* **Source text**
··········

Case study: Improve model robustness with data augmentation for e-commerce

02 mars 2023

With the development of online retailing, artificial intelligence is becoming increasingly important for the fashion industry.

According to a report on electronic commerce, the sale of products online in the third quarter of 2022 increased by 16.8% compared to the third quarter of 2021.

This new way of consuming has led to the emergence of new strategies, some of which involve artificial intelligence. These machine learning algorithms can be used to increase sales, improve product organization and labeling, predict the customer journey, and certify the authenticity of branded goods sold online. 

The applications of AI for fashion are numerous and respond to real needs, but these developments also come with their own technological challenges: read more.

The challenge of item classification accuracy

One of the key challenges for online stores is to improve tagging when consumers search for items. This requires the ability for AI systems to automatically extract information from each image to correctly classify products for sale by color or brand, for example.

Some platforms give consumers the opportunity to sell online, such as marketplaces. In this case, it is the seller who has to take a photo of his item and publish it on the platform.

··········

* **Input material**
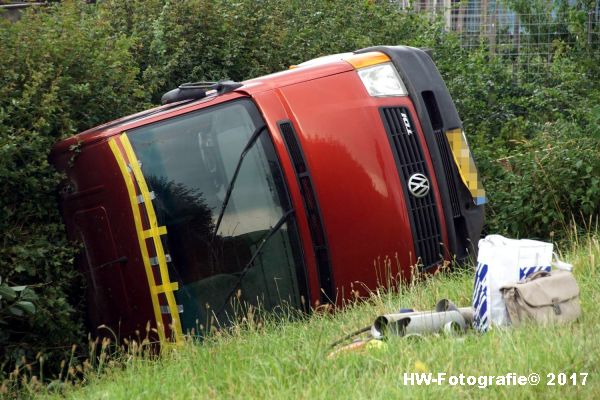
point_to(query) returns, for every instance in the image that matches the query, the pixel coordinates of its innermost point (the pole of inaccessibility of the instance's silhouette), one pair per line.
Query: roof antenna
(198, 90)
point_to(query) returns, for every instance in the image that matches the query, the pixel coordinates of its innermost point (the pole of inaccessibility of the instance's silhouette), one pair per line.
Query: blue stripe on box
(524, 272)
(480, 295)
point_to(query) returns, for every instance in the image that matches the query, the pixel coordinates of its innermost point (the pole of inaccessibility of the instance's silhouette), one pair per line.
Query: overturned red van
(299, 188)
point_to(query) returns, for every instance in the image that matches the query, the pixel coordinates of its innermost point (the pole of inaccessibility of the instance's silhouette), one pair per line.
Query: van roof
(249, 87)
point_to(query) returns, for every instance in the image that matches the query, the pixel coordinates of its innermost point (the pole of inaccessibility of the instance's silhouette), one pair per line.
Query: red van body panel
(361, 200)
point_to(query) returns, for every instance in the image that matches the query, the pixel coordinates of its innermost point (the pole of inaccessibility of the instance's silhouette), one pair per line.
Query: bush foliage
(68, 67)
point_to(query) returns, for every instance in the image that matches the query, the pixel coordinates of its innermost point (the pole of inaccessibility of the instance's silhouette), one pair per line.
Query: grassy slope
(288, 360)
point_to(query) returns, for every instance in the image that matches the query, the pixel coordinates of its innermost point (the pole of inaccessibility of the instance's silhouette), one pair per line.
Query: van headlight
(382, 80)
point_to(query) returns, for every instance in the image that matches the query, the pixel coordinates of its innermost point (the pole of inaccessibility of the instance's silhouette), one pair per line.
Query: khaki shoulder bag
(544, 298)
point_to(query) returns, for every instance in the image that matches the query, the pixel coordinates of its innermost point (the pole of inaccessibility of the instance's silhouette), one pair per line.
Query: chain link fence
(529, 39)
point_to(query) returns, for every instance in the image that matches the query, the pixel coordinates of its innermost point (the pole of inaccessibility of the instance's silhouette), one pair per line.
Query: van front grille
(315, 223)
(410, 160)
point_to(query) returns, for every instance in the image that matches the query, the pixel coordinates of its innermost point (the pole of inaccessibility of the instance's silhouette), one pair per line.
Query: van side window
(188, 162)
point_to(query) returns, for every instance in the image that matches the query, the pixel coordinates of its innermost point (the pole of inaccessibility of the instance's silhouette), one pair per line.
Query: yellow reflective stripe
(153, 221)
(139, 229)
(362, 60)
(466, 165)
(167, 287)
(152, 232)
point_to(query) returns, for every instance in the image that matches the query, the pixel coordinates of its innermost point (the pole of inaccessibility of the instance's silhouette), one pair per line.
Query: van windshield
(188, 162)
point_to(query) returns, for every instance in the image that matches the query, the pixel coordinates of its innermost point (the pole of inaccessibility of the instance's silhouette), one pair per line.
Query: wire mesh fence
(530, 40)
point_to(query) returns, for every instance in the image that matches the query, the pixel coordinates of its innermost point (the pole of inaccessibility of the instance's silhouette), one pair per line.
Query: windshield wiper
(245, 270)
(251, 141)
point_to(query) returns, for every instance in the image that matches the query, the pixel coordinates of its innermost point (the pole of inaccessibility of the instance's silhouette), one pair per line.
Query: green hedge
(62, 71)
(68, 67)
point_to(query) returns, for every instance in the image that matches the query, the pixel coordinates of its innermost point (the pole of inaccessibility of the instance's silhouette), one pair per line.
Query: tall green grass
(278, 358)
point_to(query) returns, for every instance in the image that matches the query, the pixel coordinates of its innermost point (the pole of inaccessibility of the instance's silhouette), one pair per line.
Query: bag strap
(536, 275)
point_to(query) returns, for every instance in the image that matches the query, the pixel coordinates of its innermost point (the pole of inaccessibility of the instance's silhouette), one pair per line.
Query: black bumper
(437, 114)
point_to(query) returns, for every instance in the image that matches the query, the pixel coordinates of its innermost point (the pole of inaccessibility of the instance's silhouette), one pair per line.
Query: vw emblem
(418, 185)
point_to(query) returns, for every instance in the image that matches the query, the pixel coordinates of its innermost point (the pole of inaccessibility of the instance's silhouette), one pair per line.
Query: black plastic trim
(422, 211)
(420, 75)
(312, 210)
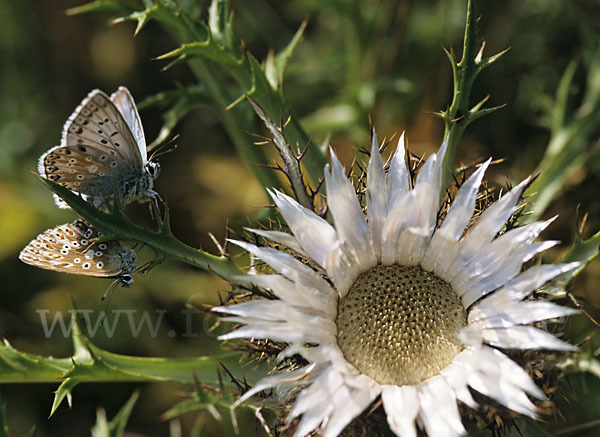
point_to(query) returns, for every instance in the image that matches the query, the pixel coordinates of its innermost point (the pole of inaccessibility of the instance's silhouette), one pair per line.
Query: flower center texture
(399, 325)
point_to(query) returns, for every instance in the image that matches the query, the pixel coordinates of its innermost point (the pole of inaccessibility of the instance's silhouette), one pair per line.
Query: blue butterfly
(102, 147)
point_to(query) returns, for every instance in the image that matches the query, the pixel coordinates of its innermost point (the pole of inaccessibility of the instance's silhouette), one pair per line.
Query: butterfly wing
(67, 248)
(97, 151)
(124, 102)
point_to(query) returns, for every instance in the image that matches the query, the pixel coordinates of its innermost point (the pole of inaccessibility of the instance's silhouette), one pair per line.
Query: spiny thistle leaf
(18, 366)
(571, 140)
(92, 364)
(64, 390)
(220, 22)
(459, 115)
(3, 424)
(275, 65)
(116, 427)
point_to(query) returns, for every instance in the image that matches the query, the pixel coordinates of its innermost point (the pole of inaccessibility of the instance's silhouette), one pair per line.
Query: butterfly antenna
(165, 148)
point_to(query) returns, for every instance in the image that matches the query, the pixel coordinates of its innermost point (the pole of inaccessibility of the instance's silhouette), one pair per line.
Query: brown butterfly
(67, 248)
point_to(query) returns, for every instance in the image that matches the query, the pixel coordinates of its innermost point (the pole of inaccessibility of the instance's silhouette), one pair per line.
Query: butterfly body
(102, 150)
(68, 248)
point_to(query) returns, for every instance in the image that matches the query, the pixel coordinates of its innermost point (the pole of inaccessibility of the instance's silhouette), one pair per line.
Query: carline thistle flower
(393, 305)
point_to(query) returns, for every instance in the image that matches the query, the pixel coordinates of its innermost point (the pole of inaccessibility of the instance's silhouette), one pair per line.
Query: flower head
(394, 305)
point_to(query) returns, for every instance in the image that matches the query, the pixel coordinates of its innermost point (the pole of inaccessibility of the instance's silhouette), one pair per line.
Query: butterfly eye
(153, 168)
(126, 279)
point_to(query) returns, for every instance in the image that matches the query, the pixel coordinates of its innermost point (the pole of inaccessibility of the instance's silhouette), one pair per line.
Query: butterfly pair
(102, 152)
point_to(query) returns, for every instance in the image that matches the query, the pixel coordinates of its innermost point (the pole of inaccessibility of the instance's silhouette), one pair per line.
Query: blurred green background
(359, 59)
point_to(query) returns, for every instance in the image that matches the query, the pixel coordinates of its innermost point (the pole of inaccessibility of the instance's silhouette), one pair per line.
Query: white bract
(397, 307)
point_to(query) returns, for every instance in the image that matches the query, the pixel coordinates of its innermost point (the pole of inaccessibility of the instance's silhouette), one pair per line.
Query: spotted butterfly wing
(102, 147)
(67, 248)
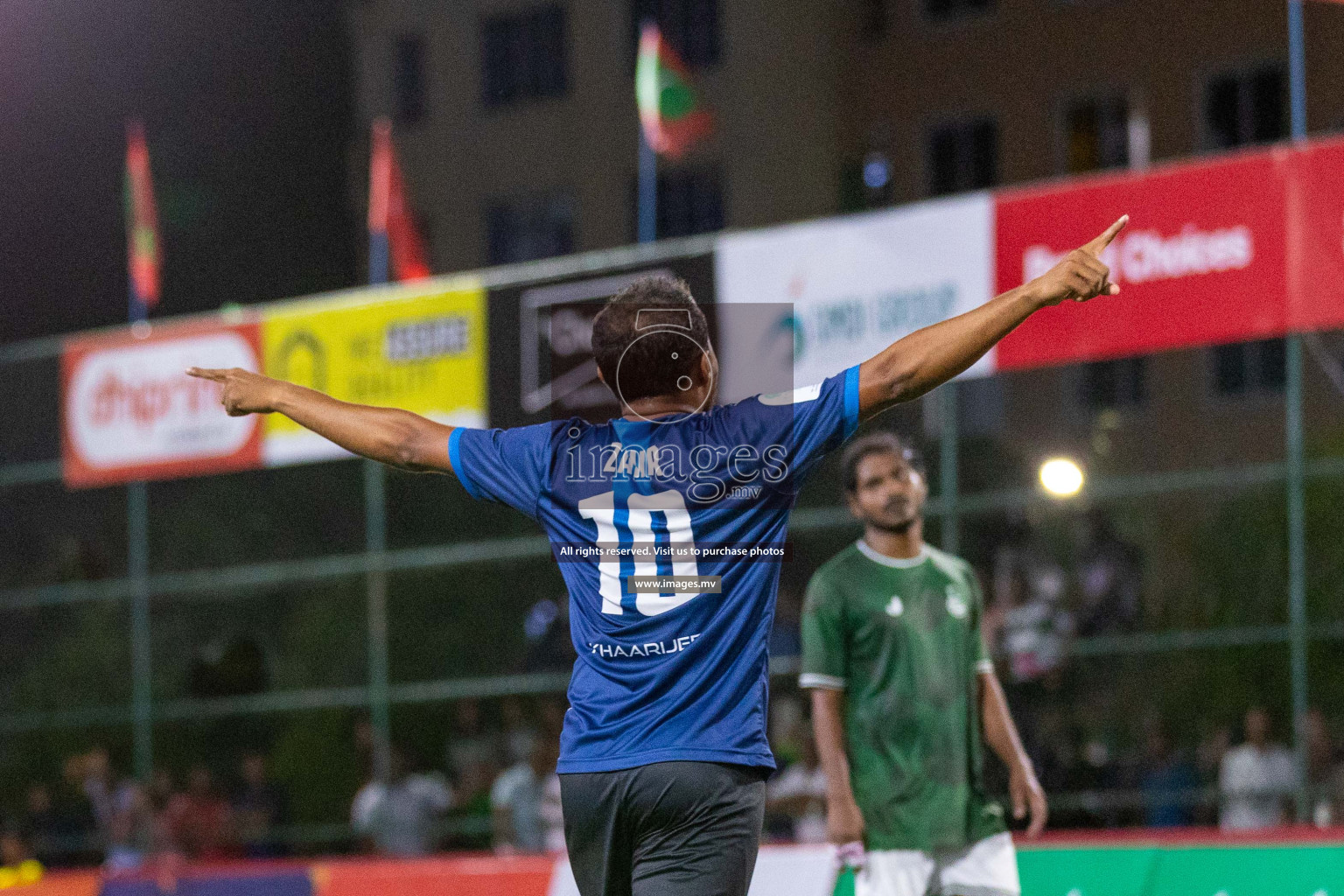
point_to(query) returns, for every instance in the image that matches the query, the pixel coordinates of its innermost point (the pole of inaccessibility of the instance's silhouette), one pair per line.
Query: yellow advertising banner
(420, 351)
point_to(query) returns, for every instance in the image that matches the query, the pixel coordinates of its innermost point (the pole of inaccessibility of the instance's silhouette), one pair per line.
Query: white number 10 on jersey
(601, 509)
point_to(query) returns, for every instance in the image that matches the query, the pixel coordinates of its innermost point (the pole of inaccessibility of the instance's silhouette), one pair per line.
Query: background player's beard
(900, 528)
(900, 508)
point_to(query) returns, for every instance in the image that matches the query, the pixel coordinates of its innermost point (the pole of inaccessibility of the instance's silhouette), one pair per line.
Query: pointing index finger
(1103, 241)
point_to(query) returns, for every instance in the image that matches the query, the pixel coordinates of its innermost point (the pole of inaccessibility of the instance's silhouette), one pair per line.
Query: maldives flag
(143, 258)
(669, 108)
(393, 238)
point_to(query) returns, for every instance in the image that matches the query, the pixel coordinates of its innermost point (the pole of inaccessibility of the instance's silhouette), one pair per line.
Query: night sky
(248, 108)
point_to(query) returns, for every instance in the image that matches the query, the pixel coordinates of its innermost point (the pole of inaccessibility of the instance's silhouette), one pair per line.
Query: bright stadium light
(1060, 477)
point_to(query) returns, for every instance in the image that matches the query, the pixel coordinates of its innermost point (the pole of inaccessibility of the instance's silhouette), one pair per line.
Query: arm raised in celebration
(386, 434)
(930, 356)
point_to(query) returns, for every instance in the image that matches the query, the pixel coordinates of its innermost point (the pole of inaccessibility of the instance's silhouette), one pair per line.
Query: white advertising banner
(832, 293)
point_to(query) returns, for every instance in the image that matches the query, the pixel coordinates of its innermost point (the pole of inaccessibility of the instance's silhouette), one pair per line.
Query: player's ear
(852, 504)
(709, 366)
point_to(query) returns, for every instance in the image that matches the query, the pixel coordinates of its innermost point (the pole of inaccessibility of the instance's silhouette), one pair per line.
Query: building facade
(516, 125)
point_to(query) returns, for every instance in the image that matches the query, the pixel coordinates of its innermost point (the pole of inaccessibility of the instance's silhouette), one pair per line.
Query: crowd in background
(94, 816)
(495, 785)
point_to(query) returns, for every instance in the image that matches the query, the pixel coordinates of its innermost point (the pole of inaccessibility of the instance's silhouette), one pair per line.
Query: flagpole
(648, 210)
(137, 528)
(1293, 431)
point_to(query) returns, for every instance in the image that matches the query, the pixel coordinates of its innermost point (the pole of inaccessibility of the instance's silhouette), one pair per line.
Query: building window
(1246, 368)
(1115, 384)
(1245, 108)
(690, 25)
(1096, 135)
(690, 202)
(872, 19)
(409, 80)
(521, 231)
(523, 57)
(962, 156)
(953, 8)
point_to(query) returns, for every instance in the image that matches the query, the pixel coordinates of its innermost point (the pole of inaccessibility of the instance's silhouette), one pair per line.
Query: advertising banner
(420, 351)
(1199, 263)
(836, 291)
(1316, 236)
(130, 411)
(542, 364)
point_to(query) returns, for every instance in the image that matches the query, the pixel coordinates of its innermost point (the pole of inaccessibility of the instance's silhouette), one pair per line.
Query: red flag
(671, 112)
(143, 258)
(391, 230)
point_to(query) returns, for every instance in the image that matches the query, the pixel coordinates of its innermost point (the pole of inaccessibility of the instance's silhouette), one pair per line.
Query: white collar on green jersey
(898, 564)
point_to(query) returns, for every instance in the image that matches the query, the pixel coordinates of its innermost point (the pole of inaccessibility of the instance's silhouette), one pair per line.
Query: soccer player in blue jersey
(668, 524)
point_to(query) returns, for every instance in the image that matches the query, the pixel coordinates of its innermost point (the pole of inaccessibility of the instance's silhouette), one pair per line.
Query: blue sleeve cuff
(454, 457)
(851, 401)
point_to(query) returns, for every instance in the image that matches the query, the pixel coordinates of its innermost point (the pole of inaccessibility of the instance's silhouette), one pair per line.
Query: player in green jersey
(902, 695)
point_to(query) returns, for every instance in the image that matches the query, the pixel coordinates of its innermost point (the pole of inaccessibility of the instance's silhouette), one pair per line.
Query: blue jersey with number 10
(674, 669)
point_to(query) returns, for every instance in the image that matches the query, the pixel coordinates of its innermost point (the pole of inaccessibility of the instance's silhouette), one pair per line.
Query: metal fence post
(375, 543)
(142, 668)
(1293, 451)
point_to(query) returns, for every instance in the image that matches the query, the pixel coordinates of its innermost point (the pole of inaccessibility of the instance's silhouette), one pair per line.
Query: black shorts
(666, 830)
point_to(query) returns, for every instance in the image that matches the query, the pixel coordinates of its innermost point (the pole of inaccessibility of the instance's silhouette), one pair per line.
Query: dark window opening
(962, 156)
(1115, 384)
(523, 57)
(409, 80)
(691, 27)
(1246, 108)
(1096, 135)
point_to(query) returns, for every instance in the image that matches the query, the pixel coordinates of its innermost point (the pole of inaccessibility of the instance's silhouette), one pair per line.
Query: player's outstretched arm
(933, 355)
(386, 434)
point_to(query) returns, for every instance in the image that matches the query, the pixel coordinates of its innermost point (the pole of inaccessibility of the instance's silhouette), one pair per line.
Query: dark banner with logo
(541, 359)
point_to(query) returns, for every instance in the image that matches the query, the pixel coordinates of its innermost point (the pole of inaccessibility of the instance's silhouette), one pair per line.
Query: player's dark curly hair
(883, 442)
(639, 331)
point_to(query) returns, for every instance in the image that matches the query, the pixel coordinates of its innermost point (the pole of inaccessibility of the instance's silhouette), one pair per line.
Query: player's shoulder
(950, 564)
(837, 570)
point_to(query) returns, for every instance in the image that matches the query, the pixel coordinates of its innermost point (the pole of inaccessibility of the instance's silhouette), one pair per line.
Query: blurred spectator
(18, 865)
(553, 815)
(785, 727)
(1037, 625)
(401, 817)
(516, 801)
(1321, 768)
(75, 816)
(1256, 778)
(40, 826)
(547, 632)
(785, 639)
(97, 788)
(469, 746)
(130, 833)
(473, 760)
(198, 821)
(260, 805)
(519, 732)
(1167, 780)
(797, 797)
(1109, 578)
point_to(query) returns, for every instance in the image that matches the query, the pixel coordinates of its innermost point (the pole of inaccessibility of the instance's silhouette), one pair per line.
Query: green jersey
(902, 640)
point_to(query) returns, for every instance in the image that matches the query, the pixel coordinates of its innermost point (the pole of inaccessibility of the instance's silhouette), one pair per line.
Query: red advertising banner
(1203, 260)
(1314, 203)
(130, 413)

··········

* **Written task 1**
Count the lines in the records that contain the string "building", matching case exactly, and reply with the number alone.
* **Written task 2**
Please extend the e-commerce case study, starting right after its final sentence.

* **Final result 1**
2

* **Final result 2**
However, the photo published is not necessarily of good quality or rarely contains a white background, which can "confuse" the AI and more precisely the classification model and therefore introduce robustness problems.

Use of Saimple to evaluate model robustness

In this case study, we will train several neural network models on images that can be found on websites, i.e. photos with a white background and the same orientation.

Then, using Saimple, we'll evaluate the robustness of these models by progressively perturbing the images by increasing the noise on them.

Saimple  will also provide us elements of explicability by identifying the zones of importance of the image for the model decision-making.

Description of the dataset

The dataset chosen for this case study is called UT Zappos50K. This is a large dataset of 50,091 images of shoes from catalogs collected from

The images are divided into 4 main categories:

  • Class 0: Sandals,

  • Class 1: Slippers,

  • Class 2: Shoes,

  • Class 3: Boots.

Note: The categories in this dataset are unbalanced, with the 'Shoes' class containing 30,217 images, it alone represents 60% of the dataset.

Because of that, the model can then tend to classify the images in the 'Shoes' class and this could cause a problem for the model in recognising images from other classes. 

Therefore, the dataset should be balanced to avoid bias.

Visualization of the dataset


Throughout the selected dataset, the shoes are centered on a white background and photographed in the same orientation. This can represent another bias in the training of the model. 

In order to reduce the impact of this bias, data augmentation is a possible solution, as it allows the classes to be rebalanced. This is what we have chosen and used on the training data.

Data augmentation is a dataset improvement technique that uses a sample of images from under-represented classes to generate new images, thereby balancing the dataset.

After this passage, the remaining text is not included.